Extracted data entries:

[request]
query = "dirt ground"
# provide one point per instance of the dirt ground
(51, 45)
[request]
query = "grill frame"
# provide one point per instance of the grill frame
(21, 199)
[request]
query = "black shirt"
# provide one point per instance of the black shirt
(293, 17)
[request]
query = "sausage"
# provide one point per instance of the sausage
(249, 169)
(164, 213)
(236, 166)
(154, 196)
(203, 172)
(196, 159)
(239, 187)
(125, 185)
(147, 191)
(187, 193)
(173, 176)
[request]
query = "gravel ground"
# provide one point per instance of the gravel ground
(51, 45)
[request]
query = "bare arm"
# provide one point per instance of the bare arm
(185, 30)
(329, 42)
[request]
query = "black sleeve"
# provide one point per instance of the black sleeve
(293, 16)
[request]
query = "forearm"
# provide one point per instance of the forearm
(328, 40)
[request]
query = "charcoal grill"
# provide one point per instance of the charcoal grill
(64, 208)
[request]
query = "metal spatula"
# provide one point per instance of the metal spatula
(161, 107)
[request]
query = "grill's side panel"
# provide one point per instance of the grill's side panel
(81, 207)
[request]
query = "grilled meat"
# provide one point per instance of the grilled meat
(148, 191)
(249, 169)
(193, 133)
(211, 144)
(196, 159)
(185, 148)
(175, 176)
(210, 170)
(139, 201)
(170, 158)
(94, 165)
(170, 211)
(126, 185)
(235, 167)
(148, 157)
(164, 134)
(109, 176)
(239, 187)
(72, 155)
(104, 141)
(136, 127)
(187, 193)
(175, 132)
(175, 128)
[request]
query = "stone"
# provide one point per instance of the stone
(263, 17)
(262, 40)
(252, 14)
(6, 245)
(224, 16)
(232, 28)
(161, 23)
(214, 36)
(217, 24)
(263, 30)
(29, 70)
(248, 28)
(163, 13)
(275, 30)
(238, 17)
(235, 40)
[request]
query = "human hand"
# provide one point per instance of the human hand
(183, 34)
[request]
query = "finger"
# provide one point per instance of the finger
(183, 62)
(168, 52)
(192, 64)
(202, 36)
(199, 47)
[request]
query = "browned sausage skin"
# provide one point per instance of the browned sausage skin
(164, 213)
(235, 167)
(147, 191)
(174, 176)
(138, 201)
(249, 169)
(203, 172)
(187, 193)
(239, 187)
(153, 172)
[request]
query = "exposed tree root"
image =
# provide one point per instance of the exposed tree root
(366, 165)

> _WHAT NEEDS TO BE DONE_
Could you write out every entry above exactly as it appears?

> _RESULT OF THE EXERCISE_
[request]
query = "dirt ground"
# provide one point per instance of the dirt ground
(51, 45)
[request]
query = "grill frame"
# provide one point per instance of the grill frame
(21, 199)
[request]
query = "black shirt"
# provide one point per instance of the black shirt
(293, 17)
[request]
query = "sausage"
# provide one point per instance of the sausage
(249, 169)
(164, 213)
(236, 166)
(154, 196)
(203, 172)
(196, 159)
(239, 187)
(125, 185)
(147, 191)
(187, 193)
(173, 176)
[request]
query = "gravel ground"
# provide one point per instance of the gravel ground
(51, 45)
[request]
query = "bare arm"
# provide one point per instance of the bare arm
(185, 30)
(329, 42)
[request]
query = "black sleeve"
# provide one point per instance of the black sleeve
(293, 16)
[request]
query = "forearm"
# provide one point per instance of the forearm
(328, 40)
[request]
query = "charcoal grill"
# provide one point per instance of the charcoal grill
(64, 208)
[request]
query = "metal spatula"
# provide one point per instance of the metal spatula
(161, 107)
[request]
query = "grill's side panel"
# provide one point per instance of the grill's side panel
(81, 207)
[request]
query = "grilled meat"
# provide one point per instance of the grilled meat
(148, 191)
(249, 169)
(193, 133)
(211, 144)
(196, 159)
(185, 148)
(175, 176)
(210, 170)
(139, 201)
(170, 158)
(94, 165)
(170, 211)
(126, 185)
(235, 167)
(148, 157)
(164, 134)
(109, 176)
(239, 187)
(72, 155)
(104, 141)
(136, 127)
(187, 193)
(175, 132)
(175, 128)
[request]
query = "stone"
# provide one point per instance of the stone
(263, 17)
(262, 40)
(252, 14)
(6, 245)
(224, 16)
(232, 28)
(161, 23)
(214, 36)
(217, 24)
(263, 30)
(29, 70)
(248, 28)
(163, 13)
(275, 30)
(238, 17)
(235, 40)
[request]
query = "human hand"
# provide one point per instance of the human hand
(183, 34)
[request]
query = "finger"
# provide one point per instance of the finger
(183, 62)
(168, 52)
(192, 64)
(202, 36)
(199, 47)
[request]
query = "browned sausage skin"
# provide one point per instance of the browned sausage skin
(164, 213)
(235, 167)
(147, 191)
(174, 176)
(138, 201)
(249, 169)
(203, 172)
(187, 193)
(239, 187)
(153, 172)
[request]
query = "exposed tree root"
image =
# provide one point per instance of the exposed tree root
(366, 165)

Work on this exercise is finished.